■ EXERCISE OBJECTIVE: Could you set down exactly the lines in the records below between the line holding "the tree trunk, and" and the line holding "column 319, row 178", inclusive?

■ RECORD SET:
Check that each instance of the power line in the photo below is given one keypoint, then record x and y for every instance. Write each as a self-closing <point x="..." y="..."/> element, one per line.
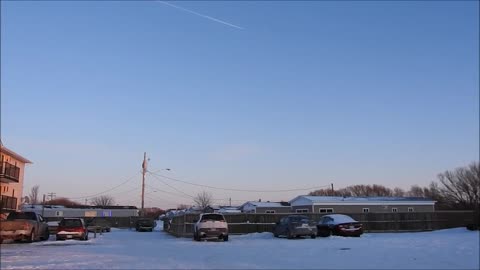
<point x="171" y="186"/>
<point x="233" y="189"/>
<point x="167" y="192"/>
<point x="103" y="192"/>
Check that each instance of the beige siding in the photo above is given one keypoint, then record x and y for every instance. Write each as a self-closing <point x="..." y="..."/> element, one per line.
<point x="14" y="189"/>
<point x="375" y="208"/>
<point x="372" y="208"/>
<point x="278" y="210"/>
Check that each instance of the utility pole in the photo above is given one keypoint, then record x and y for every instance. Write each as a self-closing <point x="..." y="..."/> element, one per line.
<point x="144" y="171"/>
<point x="43" y="205"/>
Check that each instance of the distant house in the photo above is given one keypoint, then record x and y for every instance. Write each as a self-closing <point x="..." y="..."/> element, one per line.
<point x="12" y="167"/>
<point x="60" y="211"/>
<point x="333" y="204"/>
<point x="266" y="207"/>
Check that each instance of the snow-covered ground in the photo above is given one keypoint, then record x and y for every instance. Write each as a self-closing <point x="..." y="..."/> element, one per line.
<point x="127" y="249"/>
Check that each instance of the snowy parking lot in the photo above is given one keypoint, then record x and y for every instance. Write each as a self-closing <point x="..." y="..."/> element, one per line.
<point x="126" y="249"/>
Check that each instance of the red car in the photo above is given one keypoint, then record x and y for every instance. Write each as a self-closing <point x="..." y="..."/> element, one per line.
<point x="337" y="224"/>
<point x="72" y="228"/>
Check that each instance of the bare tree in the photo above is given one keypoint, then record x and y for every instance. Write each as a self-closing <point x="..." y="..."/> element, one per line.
<point x="461" y="187"/>
<point x="33" y="197"/>
<point x="104" y="200"/>
<point x="415" y="191"/>
<point x="203" y="199"/>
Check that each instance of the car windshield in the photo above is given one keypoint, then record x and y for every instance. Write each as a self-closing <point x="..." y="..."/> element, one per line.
<point x="70" y="223"/>
<point x="21" y="215"/>
<point x="302" y="219"/>
<point x="212" y="217"/>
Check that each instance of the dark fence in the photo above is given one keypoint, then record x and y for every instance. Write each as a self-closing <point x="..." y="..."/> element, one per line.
<point x="181" y="226"/>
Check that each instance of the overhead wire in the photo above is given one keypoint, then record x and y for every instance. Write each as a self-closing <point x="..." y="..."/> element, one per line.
<point x="105" y="191"/>
<point x="233" y="189"/>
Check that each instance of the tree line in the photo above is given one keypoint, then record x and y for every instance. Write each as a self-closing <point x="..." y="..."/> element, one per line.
<point x="455" y="189"/>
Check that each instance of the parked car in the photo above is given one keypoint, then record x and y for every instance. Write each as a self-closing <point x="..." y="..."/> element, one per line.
<point x="295" y="226"/>
<point x="98" y="225"/>
<point x="53" y="226"/>
<point x="210" y="226"/>
<point x="24" y="226"/>
<point x="338" y="224"/>
<point x="145" y="225"/>
<point x="72" y="228"/>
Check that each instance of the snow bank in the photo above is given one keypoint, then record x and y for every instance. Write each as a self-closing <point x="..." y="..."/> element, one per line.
<point x="128" y="249"/>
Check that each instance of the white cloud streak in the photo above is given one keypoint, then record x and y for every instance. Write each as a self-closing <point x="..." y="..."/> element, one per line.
<point x="202" y="15"/>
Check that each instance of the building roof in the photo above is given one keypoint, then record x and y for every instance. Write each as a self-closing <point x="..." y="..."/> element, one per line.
<point x="315" y="199"/>
<point x="334" y="200"/>
<point x="266" y="204"/>
<point x="13" y="154"/>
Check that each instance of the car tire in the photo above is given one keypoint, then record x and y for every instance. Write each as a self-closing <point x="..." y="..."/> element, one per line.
<point x="32" y="237"/>
<point x="290" y="235"/>
<point x="324" y="233"/>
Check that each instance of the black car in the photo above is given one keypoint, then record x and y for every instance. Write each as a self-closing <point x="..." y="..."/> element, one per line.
<point x="295" y="226"/>
<point x="98" y="225"/>
<point x="336" y="224"/>
<point x="145" y="225"/>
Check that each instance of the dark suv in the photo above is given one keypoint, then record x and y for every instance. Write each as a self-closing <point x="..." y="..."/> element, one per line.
<point x="295" y="226"/>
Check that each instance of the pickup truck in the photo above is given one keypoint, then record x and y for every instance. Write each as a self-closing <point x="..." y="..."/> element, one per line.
<point x="24" y="226"/>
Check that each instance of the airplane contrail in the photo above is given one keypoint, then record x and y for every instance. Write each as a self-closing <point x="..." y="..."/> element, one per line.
<point x="201" y="15"/>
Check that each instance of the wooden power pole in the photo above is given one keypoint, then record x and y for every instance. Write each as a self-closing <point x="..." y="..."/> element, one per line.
<point x="144" y="171"/>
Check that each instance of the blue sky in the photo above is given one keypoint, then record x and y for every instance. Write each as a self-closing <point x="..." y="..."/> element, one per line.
<point x="305" y="94"/>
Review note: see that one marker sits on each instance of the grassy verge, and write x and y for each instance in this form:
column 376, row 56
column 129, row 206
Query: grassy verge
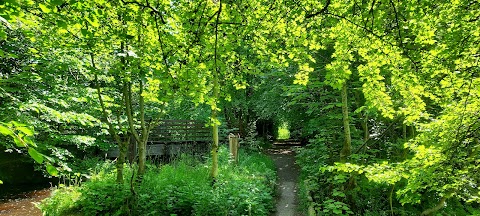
column 180, row 188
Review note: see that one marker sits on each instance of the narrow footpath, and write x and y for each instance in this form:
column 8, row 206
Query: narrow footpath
column 288, row 172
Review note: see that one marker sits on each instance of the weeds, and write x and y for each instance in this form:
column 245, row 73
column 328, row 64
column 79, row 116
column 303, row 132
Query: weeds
column 182, row 187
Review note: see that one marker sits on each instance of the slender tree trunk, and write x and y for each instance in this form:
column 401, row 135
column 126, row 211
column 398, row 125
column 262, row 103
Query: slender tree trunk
column 439, row 206
column 216, row 93
column 111, row 129
column 347, row 145
column 143, row 145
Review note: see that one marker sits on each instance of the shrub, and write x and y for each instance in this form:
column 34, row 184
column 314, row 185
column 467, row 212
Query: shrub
column 182, row 187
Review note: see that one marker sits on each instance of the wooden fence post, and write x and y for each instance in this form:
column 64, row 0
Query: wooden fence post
column 233, row 144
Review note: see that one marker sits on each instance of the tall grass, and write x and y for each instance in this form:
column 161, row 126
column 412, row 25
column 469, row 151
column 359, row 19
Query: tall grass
column 182, row 187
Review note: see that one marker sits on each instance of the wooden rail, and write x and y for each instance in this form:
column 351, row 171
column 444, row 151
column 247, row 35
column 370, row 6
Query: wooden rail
column 172, row 138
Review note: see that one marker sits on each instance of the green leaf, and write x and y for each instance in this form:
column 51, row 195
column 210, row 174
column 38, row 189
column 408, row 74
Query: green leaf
column 29, row 141
column 18, row 141
column 27, row 131
column 5, row 131
column 44, row 8
column 52, row 170
column 35, row 155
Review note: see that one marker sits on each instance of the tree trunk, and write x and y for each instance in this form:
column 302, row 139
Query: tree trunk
column 440, row 205
column 347, row 145
column 216, row 93
column 111, row 129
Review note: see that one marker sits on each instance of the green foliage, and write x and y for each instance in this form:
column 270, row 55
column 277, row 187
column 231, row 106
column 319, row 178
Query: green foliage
column 283, row 132
column 181, row 188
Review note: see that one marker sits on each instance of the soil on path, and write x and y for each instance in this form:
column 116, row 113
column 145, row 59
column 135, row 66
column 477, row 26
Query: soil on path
column 288, row 172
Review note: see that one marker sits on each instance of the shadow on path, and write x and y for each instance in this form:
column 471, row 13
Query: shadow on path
column 288, row 172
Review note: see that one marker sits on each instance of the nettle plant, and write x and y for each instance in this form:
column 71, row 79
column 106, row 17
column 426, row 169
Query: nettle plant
column 23, row 137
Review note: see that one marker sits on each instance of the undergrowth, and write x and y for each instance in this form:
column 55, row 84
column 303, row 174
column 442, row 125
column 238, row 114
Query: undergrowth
column 179, row 188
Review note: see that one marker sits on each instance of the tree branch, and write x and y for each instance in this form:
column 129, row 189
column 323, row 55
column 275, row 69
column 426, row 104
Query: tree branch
column 324, row 9
column 154, row 10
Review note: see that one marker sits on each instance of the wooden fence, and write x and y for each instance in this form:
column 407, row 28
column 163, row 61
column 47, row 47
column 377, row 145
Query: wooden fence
column 172, row 138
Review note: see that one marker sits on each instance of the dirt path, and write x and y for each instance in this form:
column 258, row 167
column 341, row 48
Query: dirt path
column 288, row 172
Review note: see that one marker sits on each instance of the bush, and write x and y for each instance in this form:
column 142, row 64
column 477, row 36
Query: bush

■ SOLUTION TO THIS TASK:
Review note: see that one marker sits on each instance of the tree trunk, and write x and y for each instance in this form:
column 302, row 139
Query: tree trunk
column 440, row 205
column 347, row 145
column 216, row 93
column 111, row 129
Review note: see that one marker sits on each instance of the green foliage, and write x and y for each instance in this form:
column 270, row 55
column 277, row 187
column 231, row 106
column 319, row 178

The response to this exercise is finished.